■ EXERCISE REQUIREMENTS:
Please print every one of the items below word for word, keeping each line unchanged and in its original order.

■ DATA FOR PROCESSING:
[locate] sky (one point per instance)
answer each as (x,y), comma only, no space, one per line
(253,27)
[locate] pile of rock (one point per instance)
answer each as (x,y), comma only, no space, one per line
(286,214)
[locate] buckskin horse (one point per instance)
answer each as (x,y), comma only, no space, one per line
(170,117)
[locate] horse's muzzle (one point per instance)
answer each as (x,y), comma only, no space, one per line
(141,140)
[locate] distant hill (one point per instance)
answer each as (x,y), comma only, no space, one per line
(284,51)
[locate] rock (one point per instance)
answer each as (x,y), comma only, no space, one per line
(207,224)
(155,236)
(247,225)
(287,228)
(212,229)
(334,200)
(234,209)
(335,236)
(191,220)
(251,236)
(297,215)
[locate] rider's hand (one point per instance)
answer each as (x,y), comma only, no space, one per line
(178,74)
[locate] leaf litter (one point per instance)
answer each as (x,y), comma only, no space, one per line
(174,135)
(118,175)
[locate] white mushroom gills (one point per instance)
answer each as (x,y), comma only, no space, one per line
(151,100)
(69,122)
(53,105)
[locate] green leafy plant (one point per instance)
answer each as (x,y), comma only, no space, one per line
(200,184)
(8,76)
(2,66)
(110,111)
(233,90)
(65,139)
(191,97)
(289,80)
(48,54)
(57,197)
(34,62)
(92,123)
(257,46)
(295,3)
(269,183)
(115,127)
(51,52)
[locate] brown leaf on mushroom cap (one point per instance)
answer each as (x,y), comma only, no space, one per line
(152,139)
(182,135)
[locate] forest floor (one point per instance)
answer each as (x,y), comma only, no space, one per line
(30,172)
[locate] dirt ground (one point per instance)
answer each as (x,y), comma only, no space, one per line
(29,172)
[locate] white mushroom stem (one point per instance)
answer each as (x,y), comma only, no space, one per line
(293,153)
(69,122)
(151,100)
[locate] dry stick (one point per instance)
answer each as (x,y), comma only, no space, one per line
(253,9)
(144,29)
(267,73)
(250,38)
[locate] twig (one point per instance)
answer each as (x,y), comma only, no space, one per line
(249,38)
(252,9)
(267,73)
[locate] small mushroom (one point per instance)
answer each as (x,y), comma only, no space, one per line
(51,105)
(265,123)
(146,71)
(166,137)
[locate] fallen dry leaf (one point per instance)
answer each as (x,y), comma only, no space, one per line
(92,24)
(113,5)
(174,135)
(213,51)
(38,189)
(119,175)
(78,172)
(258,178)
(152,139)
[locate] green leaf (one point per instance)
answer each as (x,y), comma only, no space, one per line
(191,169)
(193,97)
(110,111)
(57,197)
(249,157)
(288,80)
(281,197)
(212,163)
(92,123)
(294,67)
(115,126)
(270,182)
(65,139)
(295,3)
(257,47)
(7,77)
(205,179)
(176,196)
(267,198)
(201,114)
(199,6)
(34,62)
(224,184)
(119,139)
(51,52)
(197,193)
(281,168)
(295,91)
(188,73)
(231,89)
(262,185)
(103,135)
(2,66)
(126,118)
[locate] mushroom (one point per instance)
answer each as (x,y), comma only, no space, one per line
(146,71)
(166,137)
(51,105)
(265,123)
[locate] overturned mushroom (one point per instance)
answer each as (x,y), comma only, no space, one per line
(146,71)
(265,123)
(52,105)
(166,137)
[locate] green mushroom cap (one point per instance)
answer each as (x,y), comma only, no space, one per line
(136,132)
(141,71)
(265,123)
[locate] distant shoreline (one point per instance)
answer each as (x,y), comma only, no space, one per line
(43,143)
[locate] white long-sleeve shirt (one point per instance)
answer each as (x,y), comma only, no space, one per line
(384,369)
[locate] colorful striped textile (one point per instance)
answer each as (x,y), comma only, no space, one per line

■ WRITTEN ANSWER:
[locate] sky (one point per instance)
answer each as (x,y), comma only, no space, one per line
(253,27)
[locate] pile of rock (one point per instance)
answer each as (x,y), comma only, no space, one per line
(286,214)
[locate] buckskin horse (one point per instance)
answer each as (x,y), comma only, no space, one per line
(170,117)
[locate] horse's muzzle (one point per instance)
answer each as (x,y), comma only, no space, one per line
(141,140)
[locate] distant hill (one point per instance)
answer each as (x,y), comma only, no space, one per line
(284,51)
[locate] rock (one point per instance)
answer each as (x,y), comma only, no space, one per line
(207,224)
(155,236)
(247,225)
(287,228)
(212,229)
(334,200)
(234,209)
(335,236)
(191,220)
(251,236)
(297,215)
[locate] rider's hand (one point per instance)
answer each as (x,y), comma only, no space, one per line
(178,74)
[locate] leaf litter (one point per instance)
answer each as (x,y), comma only, no space, one per line
(174,135)
(118,175)
[locate] white mushroom gills (one point per instance)
answer each as (x,y), comma only, no space, one per line
(151,100)
(69,122)
(53,105)
[locate] green leafy plant (one point per instance)
answer each as (x,y), comma only, no space, one per line
(200,184)
(8,76)
(2,66)
(110,111)
(233,90)
(65,139)
(191,97)
(289,80)
(48,54)
(57,197)
(34,62)
(92,123)
(257,46)
(295,3)
(269,183)
(115,127)
(51,52)
[locate] brown leaf on mushroom cap (one point per instance)
answer each as (x,y), comma only, no space, one per line
(152,139)
(182,135)
[locate] forest floor (one point per instance)
answer each as (x,y), comma only, no space, one per line
(30,172)
[locate] dirt ground (one point per instance)
answer each as (x,y), comma only, no space, one per line
(29,172)
[locate] white mushroom stem (one point per instance)
answer each as (x,y), comma only, no space, one per line
(293,153)
(69,122)
(151,100)
[locate] dry stick (one point per instance)
answer each as (x,y), comma only, no space, one per line
(253,9)
(144,29)
(267,73)
(250,38)
[locate] twig (one point per instance)
answer each as (x,y), comma only, no space, one per line
(249,38)
(252,9)
(267,73)
[locate] small mushroom (one point per instance)
answer each as (x,y), comma only, no space, one per line
(51,105)
(265,123)
(146,71)
(166,137)
[locate] fallen dry leaf (one point per instance)
answer each as (x,y), comma only, no space, one per line
(92,24)
(113,5)
(174,135)
(213,51)
(38,189)
(119,175)
(78,172)
(258,178)
(152,139)
[locate] green leaf (one point per instance)
answer each as (x,y), comma only, no space, one per line
(191,169)
(193,97)
(110,111)
(57,197)
(249,157)
(288,80)
(281,197)
(212,163)
(92,123)
(294,67)
(115,126)
(270,182)
(65,139)
(295,3)
(257,47)
(7,77)
(205,179)
(176,196)
(267,198)
(201,114)
(199,6)
(34,62)
(224,184)
(119,139)
(51,52)
(197,193)
(281,168)
(295,91)
(188,73)
(231,89)
(262,185)
(103,135)
(2,66)
(126,118)
[locate] mushroom (one point per instance)
answer each as (x,y), comma only, no space, one per line
(146,71)
(166,137)
(51,105)
(265,123)
[locate] overturned mushroom (one point per instance)
answer each as (x,y), comma only, no space, one per line
(146,71)
(265,123)
(52,105)
(166,137)
[locate] green mushroom cap (one point per instance)
answer each as (x,y), comma only, no space, one per line
(136,132)
(141,71)
(265,123)
[locate] distant shoreline (one point per instance)
answer each as (x,y), comma only, no space, one per line
(43,143)
[locate] white long-sleeve shirt (one point per instance)
answer each as (x,y), comma only, no space, one per line
(384,369)
[locate] colorful striped textile (one point per instance)
answer each as (x,y), comma only, no space, one per line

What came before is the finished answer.